• Page text:

========

Butterscotch Spice Cookies

I went to the grocery store a few weeks ago to pick up a few necessities - as I do.

As I walked down the baking aisle, I noticed that cake mix was on sale for 87¢. I don't make cake from a box often, but that's only because I love the bonding time I get with my little girl in the kitchen and will prolong it for as long as I can. She gets so excited when I ask if she wants to help Mama bake some goodies - especially when they're for Daddy. With that being said, there is nothing wrong with using a box cake mix and don't ever let anyone tell you otherwise!

I decided to buy a couple of boxes; German Chocolate and Spice Cake. 87¢ seemed like such a bargain and these are also the 2 flavors I probably wouldn't attempt to make from scratch anyway, so score for me! When I got home and unloaded my groceries, I noticed I already had 2 boxes of spice cake mix in the cupboard. Super.

========

Point labeling rows
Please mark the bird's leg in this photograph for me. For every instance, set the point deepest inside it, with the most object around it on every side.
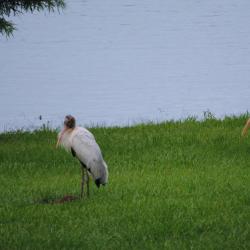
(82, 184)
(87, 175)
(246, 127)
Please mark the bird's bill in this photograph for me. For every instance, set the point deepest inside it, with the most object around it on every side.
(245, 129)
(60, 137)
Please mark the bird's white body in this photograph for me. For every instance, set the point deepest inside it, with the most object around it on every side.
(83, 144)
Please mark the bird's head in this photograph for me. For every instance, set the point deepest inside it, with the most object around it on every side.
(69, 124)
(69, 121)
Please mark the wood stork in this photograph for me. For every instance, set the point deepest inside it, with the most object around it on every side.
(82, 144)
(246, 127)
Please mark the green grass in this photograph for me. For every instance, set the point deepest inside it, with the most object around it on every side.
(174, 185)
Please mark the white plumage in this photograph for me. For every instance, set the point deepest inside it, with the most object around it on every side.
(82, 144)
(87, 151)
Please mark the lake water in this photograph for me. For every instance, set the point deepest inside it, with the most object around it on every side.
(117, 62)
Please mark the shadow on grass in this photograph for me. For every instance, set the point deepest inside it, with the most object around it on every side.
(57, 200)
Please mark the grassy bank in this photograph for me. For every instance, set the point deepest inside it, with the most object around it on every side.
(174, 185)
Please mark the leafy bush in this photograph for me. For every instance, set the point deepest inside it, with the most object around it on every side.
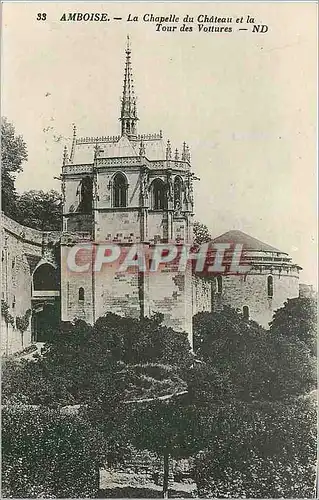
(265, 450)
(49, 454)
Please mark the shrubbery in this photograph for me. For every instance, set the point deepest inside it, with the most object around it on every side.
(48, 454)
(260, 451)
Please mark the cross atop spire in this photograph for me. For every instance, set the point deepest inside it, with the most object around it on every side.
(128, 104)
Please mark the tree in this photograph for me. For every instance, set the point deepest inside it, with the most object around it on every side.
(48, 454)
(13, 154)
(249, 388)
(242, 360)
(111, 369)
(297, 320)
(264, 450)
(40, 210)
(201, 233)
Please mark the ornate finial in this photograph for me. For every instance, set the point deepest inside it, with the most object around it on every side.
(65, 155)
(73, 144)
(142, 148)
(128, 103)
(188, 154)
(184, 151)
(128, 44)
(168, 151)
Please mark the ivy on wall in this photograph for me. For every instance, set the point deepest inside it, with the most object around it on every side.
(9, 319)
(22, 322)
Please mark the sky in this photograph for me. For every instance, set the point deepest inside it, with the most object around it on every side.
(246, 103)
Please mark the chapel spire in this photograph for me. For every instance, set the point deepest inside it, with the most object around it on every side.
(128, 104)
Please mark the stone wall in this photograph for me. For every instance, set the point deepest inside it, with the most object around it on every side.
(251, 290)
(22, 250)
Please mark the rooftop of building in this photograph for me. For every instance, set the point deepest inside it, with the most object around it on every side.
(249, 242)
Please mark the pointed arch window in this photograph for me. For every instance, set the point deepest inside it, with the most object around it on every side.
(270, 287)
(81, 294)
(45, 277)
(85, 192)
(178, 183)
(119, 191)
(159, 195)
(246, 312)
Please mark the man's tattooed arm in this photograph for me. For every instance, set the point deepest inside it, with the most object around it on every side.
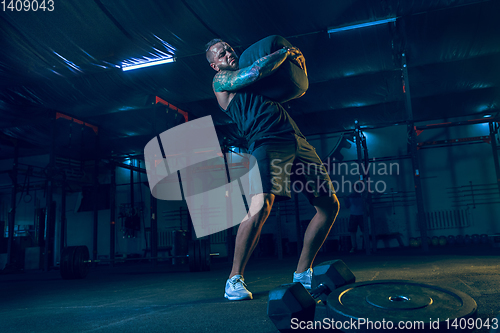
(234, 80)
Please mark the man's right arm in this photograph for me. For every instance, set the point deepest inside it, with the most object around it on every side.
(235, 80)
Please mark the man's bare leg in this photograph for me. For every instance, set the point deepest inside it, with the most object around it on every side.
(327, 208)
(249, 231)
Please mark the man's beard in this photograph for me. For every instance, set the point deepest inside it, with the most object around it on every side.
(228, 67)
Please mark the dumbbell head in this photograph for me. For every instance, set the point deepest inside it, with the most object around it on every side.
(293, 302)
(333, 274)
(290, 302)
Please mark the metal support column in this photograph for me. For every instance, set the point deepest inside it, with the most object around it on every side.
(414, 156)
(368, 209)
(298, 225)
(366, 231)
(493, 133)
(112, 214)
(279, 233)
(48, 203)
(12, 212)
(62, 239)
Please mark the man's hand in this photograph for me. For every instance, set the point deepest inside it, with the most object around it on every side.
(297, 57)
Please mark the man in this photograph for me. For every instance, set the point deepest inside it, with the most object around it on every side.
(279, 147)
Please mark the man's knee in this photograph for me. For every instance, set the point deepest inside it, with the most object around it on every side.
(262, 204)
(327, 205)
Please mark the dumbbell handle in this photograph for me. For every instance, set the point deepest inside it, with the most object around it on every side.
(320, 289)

========

• Given task 1: In the butterscotch cookie post, which two flavors of cake mix did the writer buy?
• Given task 2: From the butterscotch cookie post, return the stretch from "As I walked" through "the cupboard. Super.".
• Given task 3: Resume the butterscotch cookie post after its last sentence.

• Task output 1: German Chocolate and Spice Cake.

• Task output 2:
As I walked down the baking aisle, I noticed that cake mix was on sale for 87¢. I don't make cake from a box often, but that's only because I love the bonding time I get with my little girl in the kitchen and will prolong it for as long as I can. She gets so excited when I ask if she wants to help Mama bake some goodies - especially when they're for Daddy. With that being said, there is nothing wrong with using a box cake mix and don't ever let anyone tell you otherwise!

I decided to buy a couple of boxes; German Chocolate and Spice Cake. 87¢ seemed like such a bargain and these are also the 2 flavors I probably wouldn't attempt to make from scratch anyway, so score for me! When I got home and unloaded my groceries, I noticed I already had 2 boxes of spice cake mix in the cupboard. Super.

• Task output 3:
Fast forward to a few days ago. I was going through my cookbooks, looking for a recipe my girlfriend asked about. To get to this specific cookbook, I had to pull out a folder I keep all the loose recipe clippings I cut from the back of food packages, in-store recipes, or steal from magazines. Yeah. I admit it. I steal pages from magazines.

Once I found what I was looking for, I flipped though the folder and came across this recipe for Butterscotch Spice Cookies. As I read through it, the words '1 package spice cake mix'  jumped out of the page and was immediately highlighted with a million beams of sunshine rays behind it. I think I may heard an angel or two singing during that moment as well, but I can't confirm.

While I know I would appreciate these cookies even more in the Fall, they were pretty good considering. After all, spice is the variety of life.

Or something like that.

Recipe adapted and slightly modified from Duncan Hines

1 box spice cake mix - I used Betty Crocker. Sorry Duncan.
2 large eggs
½ cup vegetable oil
2 teaspoons vanilla extract
½ cup butterscotch chips
½ cup chocolate chips
1 cup crispy rice cereal

Preheat oven to 375°F.

Combine cake mix, eggs, oil and vanilla extract in large bowl. Beat at low speed with electric mixer until blended.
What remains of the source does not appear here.